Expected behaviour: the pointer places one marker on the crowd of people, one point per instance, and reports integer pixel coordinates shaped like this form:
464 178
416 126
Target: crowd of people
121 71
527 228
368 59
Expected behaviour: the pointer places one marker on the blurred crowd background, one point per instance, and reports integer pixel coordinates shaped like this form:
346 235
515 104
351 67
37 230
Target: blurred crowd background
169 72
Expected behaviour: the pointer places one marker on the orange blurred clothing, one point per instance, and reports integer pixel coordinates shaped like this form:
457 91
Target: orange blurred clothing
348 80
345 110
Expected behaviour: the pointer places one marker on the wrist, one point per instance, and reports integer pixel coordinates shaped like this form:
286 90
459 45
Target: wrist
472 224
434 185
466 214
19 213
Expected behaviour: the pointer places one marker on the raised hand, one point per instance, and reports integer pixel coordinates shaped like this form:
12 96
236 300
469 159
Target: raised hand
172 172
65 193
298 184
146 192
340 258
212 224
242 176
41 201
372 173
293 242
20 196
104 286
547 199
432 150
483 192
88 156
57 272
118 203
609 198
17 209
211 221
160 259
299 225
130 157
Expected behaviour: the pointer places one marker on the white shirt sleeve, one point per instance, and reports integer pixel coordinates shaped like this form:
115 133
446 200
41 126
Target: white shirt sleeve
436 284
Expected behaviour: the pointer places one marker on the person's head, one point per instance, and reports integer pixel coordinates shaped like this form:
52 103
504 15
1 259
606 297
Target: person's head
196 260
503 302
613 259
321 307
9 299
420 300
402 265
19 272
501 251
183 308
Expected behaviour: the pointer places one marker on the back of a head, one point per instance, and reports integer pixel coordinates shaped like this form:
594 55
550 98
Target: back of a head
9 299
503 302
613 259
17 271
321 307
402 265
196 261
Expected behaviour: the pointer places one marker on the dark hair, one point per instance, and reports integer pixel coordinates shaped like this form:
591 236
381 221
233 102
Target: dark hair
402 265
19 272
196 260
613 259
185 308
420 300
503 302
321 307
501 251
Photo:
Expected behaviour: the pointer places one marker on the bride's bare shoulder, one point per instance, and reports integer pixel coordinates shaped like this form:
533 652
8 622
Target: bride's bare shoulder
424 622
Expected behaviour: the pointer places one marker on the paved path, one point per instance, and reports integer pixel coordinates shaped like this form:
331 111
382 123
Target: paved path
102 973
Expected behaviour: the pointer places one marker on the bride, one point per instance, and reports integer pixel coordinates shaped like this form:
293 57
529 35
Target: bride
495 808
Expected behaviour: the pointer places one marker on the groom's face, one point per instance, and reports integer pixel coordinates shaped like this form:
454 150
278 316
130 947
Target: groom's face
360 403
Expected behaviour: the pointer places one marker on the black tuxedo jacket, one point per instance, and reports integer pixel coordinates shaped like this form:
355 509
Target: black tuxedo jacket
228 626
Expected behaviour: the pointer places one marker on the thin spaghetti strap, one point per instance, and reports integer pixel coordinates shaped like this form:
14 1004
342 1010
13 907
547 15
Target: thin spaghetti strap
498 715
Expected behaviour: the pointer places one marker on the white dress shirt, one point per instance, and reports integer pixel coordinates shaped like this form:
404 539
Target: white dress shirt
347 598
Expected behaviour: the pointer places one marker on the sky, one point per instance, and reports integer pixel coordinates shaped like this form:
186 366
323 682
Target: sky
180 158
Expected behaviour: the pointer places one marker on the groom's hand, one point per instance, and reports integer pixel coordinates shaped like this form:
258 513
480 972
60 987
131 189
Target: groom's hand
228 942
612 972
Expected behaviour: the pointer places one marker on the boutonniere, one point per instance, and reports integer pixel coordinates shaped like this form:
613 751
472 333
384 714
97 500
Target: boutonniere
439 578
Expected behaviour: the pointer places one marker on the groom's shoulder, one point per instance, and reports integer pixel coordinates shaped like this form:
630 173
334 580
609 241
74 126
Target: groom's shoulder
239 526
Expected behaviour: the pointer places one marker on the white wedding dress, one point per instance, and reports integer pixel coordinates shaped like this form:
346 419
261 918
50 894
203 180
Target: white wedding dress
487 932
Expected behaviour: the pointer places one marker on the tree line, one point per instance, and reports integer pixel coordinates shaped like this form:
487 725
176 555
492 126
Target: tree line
##########
Task goal - Copy out all the lines of the records that include "tree".

Answer box -
Expected behaviour: the pointer places one marker on the tree line, one point per instance, and reports integer pixel coordinates shaped like this form:
Target: tree line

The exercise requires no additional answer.